Mr. Anderson, Mr. Anderson, why do I love you so? In large part, I think it’s the way he consistently defies any traditionally held perceptions of who and what we think an otherwise archetypical character might be, and eschews any pretense as far as how you think a traditionally noir/romance/comedy/crime drama ought to work. And indeed, the film is all of these and more, somehow miraculously hitting the bulls-eye at every turn. Adapted from Thomas Pynchon’s 2009 novel of the same name and written for the screen by Anderson himself, Inherent Vice incorporates all the trademark humor (visual gags, one-liners, etc.) that we’ve come to expect from this legendary director. I have no reservations about calling the film one of the hands-down funniest of the year, and there’s an underlying element of pseudo-surrealism that flows throughout, which work in tandem to give the audience a kind of contact-high as they spend more and more time in the drug-crazed, neon-saturated underbelly of the fictional Gordita Beach, California.
----
Task list →
(A) In the film review, whose novel is Inherent Vice adapted from, and in what year was that novel published?
(B) Condense the film review's paragraph beginning "Mr. Anderson, Mr. Anderson, why do I love you so?" into a shorter version that keeps its main points.
(C) Continue the film review from its final sentence.

[Raw records]
----
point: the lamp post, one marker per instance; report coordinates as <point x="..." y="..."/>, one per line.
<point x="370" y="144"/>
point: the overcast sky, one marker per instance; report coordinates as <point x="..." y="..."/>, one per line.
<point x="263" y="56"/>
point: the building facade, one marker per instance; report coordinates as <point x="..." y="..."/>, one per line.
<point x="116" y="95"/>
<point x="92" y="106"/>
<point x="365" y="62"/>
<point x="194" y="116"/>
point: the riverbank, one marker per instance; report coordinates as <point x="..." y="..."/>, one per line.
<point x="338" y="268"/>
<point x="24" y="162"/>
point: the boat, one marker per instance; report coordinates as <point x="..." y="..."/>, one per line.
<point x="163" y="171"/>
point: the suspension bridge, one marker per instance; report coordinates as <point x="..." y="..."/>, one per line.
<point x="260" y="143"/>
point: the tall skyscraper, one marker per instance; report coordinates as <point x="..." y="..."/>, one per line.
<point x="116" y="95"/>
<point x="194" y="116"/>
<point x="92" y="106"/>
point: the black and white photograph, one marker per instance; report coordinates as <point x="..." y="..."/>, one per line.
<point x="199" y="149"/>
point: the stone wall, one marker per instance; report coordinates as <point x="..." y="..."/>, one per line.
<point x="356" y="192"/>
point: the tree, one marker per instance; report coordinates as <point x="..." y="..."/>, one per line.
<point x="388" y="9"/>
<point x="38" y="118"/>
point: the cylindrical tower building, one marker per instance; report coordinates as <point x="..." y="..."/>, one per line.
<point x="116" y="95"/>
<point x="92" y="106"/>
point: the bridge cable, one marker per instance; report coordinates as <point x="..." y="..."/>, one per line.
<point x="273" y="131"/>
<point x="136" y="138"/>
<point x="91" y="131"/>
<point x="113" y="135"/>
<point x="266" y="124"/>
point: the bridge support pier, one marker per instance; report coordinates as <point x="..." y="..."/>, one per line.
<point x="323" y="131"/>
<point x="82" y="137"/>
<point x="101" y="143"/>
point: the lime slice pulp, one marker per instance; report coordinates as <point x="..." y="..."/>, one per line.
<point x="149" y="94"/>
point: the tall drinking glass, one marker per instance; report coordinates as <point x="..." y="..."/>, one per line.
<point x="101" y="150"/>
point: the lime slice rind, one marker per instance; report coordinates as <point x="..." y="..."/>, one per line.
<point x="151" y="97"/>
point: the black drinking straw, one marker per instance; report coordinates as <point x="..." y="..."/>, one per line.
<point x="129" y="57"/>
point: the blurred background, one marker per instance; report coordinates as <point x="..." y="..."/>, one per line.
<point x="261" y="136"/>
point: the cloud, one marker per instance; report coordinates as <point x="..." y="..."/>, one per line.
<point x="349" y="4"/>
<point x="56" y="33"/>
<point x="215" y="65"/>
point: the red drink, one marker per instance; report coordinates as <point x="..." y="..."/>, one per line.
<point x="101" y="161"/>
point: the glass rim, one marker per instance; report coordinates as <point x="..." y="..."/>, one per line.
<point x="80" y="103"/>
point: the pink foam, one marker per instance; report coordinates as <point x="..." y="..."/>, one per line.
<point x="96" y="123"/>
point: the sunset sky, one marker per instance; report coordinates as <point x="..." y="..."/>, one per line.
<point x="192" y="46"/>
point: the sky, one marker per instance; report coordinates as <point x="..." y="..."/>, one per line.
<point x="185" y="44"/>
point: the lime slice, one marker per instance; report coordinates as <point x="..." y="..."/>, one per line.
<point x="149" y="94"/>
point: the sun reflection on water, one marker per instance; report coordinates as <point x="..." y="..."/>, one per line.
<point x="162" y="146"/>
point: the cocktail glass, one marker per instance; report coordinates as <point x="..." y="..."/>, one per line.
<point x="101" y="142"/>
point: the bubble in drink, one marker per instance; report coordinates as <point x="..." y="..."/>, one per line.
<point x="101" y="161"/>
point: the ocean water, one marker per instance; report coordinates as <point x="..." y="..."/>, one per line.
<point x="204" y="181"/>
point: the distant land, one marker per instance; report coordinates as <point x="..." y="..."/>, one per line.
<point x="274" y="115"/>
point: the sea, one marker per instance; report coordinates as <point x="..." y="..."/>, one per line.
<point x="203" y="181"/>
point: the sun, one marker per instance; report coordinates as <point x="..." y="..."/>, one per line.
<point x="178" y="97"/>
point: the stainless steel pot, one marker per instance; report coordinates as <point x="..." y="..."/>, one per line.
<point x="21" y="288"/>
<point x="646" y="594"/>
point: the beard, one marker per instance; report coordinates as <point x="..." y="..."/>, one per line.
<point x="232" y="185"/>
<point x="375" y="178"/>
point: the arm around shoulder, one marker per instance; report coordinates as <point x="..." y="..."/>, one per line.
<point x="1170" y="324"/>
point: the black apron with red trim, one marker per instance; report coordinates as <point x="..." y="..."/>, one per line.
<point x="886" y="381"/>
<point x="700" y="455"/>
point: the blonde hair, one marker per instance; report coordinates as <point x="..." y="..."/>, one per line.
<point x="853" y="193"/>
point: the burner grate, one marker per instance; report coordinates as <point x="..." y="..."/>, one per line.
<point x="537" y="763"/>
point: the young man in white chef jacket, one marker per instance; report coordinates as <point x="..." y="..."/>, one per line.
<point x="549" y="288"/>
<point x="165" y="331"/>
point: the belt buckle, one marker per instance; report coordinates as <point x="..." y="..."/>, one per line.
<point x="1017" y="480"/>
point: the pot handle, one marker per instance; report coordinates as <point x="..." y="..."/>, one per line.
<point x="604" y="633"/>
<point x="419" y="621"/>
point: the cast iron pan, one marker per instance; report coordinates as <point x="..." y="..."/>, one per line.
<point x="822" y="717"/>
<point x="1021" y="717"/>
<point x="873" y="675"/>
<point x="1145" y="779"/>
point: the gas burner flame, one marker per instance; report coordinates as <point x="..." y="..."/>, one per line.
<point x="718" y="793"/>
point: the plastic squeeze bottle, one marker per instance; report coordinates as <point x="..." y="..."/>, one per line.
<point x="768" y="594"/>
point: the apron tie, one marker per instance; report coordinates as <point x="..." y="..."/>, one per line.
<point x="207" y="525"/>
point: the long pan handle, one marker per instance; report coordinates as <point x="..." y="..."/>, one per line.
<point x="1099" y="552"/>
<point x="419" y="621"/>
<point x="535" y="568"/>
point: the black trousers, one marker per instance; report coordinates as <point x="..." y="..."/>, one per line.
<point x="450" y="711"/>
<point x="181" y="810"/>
----
Answers for the exercise →
(A) It is adapted from Thomas Pynchon's 2009 novel of the same name.

(B) Anderson earns the reviewer's affection by defying expectations of archetypal characters and of how noir, romance, comedy and crime drama should work. Inherent Vice is all of these genres and succeeds at each. Anderson adapted it himself from Thomas Pynchon's 2009 novel of the same name. It carries his trademark humor, including visual gags and one-liners, and the reviewer calls it one of the funniest films of the year. A thread of pseudo-surrealism combines with that humor to give viewers a kind of contact-high in the drug-crazed, neon-saturated underbelly of fictional Gordita Beach, California.

(C)
The films stars Anderson-verse veteran Joaquin Phoenix as the film’s protagonist, drug-addled private investigator Larry “Doc” Sportello. Phoenix, playing what is essentially this generation’s version of “The Dude” perfectly pulls off the effortless yet slightly harassed affectation of a hapless hippie suddenly finding himself in a world of incredible violence that he doesn’t fully understand. Josh Brolin also makes an appearance as the raving-mad LAPD officer Lieutenant Detective Christian “Bigfoot” Bjornson and, in one of those instances that the audience can tell that the actors are having a really good time onscreen, the casting simply couldn’t be better. There are cameo appearances abound as well, including the always-excellent Benicio del Toro as the reliable yet eccentric Sauncho Smilax, Esq. as well as a memorable a surprising appearance by Martin Short as coked-up Dr. Rudy Blatnoyd.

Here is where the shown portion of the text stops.